◆ Text shown:
Monday, February 25, 2008

I Wish I Could Fly Away

Dear God,

Make me a bird so I can fly far, far, far away from here.


In other news...


No, I am not going to talk about this weekend's events because I don't know if I am able to give the full account it would require. I did go and see that Jumper movie on Friday night, and it was interesting. It has caused me to think about how much I want to be a writer. I truly love the concept of writing and telling stories that involve elaborately fictional ideas and characters. I hope to post some serialized stories here soon.


In other news...


My wife and I had a wonderful time on Saturday day. We went to a bridal show as an exhibitor in order to promote Rachel's photography business that we are desperately trying to get off the ground. It seems we got some possible clients, and if nothing else, the name of Rachel Robinson will be spoken in Jacksonville, TX for at least a while. Everyone who came by the table seemed legitimately impressed with what we had to show them. Donna Cummings, who seems to be the head honcho as far as East Texas photography goes, made quite an effort to befriend Rachel. She gave some good advice and even offered to hire Rachel on contract for some of her own clients. It could be cool. It could also be laaaaaaaaaaaaaaaaaame, but probably not.


In other news...


Democracy is still dead. It was pronounced dead when GWB was elected the second time. It is not in a coma. It is deceased. There will be no memorial, nor will there be a coffin or grave-site. It is dead, but the saddest part is that no one will even know that is dead for quite some time. I hope you will not be one of the blind fools who still believes that it is alive and well. Wake up, friends. Democracy is dead, hey, democracy is dead.

Adieu.

Outline records:
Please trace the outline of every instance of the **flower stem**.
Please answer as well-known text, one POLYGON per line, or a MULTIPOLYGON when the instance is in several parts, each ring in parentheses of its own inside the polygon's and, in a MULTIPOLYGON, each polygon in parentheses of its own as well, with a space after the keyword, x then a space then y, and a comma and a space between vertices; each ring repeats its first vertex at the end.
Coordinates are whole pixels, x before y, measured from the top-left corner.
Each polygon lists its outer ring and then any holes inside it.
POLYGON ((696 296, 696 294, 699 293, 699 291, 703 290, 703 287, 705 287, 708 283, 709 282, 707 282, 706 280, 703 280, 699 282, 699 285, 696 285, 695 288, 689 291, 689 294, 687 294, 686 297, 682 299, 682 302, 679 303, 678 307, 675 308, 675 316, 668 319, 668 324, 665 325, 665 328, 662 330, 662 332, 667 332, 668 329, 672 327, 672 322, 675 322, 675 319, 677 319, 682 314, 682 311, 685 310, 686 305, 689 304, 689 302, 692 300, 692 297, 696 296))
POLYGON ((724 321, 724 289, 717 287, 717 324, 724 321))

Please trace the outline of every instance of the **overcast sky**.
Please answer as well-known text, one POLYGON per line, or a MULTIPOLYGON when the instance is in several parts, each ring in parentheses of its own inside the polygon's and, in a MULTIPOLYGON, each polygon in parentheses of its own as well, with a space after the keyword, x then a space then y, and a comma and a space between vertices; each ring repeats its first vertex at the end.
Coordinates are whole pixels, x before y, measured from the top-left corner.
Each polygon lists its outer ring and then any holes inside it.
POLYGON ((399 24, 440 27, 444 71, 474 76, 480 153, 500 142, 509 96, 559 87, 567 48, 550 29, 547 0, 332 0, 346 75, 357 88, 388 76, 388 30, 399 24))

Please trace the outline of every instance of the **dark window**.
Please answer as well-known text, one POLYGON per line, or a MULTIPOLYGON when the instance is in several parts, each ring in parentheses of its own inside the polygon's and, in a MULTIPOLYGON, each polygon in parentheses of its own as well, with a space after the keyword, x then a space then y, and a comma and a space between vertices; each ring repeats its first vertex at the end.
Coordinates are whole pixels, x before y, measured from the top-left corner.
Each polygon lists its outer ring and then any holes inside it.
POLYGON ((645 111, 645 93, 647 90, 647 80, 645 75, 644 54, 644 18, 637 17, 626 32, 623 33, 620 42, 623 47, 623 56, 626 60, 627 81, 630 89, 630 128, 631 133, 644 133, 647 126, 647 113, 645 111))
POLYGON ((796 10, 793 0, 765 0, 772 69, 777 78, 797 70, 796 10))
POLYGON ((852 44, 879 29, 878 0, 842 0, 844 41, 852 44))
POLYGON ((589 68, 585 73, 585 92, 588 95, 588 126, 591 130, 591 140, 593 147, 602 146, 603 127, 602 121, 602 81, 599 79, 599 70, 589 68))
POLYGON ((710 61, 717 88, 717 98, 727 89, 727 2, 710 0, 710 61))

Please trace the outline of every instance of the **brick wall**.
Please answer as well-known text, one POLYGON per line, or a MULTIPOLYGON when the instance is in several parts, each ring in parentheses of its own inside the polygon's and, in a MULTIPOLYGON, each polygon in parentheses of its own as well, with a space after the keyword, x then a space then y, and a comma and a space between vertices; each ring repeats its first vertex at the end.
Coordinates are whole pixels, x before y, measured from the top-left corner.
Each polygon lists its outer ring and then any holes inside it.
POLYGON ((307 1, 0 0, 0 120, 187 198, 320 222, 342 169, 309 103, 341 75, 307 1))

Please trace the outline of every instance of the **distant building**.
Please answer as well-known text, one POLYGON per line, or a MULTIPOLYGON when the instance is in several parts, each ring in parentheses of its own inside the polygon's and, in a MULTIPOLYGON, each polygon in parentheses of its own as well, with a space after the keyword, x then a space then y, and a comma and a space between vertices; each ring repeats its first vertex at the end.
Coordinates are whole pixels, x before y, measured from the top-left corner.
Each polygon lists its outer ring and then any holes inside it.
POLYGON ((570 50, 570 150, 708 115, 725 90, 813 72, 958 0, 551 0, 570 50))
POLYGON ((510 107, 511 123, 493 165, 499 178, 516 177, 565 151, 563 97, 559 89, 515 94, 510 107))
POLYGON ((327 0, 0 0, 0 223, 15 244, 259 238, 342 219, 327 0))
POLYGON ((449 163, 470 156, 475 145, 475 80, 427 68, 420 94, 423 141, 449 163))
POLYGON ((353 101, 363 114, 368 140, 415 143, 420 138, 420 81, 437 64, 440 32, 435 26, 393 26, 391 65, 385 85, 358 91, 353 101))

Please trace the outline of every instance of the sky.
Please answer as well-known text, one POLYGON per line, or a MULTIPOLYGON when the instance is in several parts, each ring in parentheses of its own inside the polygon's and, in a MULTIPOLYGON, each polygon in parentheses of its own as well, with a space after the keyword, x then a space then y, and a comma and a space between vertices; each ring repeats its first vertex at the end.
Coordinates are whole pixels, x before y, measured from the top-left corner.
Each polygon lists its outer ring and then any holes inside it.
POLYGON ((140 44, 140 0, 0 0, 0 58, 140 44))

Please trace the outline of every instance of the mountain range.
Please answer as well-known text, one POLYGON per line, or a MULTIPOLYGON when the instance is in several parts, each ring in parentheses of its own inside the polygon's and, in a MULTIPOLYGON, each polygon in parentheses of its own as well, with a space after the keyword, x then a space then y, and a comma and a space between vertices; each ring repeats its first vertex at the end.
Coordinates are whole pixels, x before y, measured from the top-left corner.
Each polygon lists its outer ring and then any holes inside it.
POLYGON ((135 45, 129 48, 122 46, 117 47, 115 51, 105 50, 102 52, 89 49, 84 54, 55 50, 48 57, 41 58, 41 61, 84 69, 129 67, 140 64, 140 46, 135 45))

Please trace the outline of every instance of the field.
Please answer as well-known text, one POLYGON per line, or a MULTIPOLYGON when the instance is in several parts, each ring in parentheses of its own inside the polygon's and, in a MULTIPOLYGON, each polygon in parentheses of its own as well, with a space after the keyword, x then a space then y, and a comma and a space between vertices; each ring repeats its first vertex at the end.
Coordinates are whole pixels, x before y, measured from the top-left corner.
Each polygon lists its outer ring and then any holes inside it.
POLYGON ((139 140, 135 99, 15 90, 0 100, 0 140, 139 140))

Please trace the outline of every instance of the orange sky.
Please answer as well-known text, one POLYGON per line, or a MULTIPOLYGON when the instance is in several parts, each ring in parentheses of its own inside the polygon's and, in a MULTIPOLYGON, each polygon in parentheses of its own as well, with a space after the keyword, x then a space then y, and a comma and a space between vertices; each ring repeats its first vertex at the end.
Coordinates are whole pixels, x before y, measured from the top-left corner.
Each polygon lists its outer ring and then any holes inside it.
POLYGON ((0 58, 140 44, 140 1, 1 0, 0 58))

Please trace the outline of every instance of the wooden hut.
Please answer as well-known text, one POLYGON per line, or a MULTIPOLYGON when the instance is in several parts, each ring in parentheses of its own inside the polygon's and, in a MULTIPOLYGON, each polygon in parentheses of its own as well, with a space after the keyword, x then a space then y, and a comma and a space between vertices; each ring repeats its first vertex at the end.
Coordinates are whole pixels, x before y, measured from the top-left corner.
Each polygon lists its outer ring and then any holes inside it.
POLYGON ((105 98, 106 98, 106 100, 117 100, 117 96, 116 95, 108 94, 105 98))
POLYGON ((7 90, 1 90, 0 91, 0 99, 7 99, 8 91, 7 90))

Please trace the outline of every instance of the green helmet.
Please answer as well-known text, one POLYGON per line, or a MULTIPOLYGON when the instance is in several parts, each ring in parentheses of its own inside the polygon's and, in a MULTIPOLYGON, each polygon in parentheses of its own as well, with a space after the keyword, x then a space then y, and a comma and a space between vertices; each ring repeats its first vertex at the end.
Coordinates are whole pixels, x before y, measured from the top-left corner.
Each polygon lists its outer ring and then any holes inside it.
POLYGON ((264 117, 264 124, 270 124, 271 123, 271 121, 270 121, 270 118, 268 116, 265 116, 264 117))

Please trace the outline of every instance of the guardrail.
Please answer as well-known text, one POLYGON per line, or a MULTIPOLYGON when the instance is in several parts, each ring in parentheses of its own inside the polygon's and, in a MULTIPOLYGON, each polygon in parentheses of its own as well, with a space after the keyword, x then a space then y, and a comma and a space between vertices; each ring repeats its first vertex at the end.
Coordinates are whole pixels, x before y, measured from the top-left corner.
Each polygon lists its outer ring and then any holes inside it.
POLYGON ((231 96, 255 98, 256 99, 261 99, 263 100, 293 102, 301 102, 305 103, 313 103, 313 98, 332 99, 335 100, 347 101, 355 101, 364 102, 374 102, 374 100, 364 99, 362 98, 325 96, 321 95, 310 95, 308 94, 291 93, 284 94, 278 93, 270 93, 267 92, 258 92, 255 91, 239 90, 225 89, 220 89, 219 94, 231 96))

◆ Given request:
List every day of the week named in the blog post. The outline records are separate material and are not connected to the blog post.

◆ Reply:
Monday, Friday, Saturday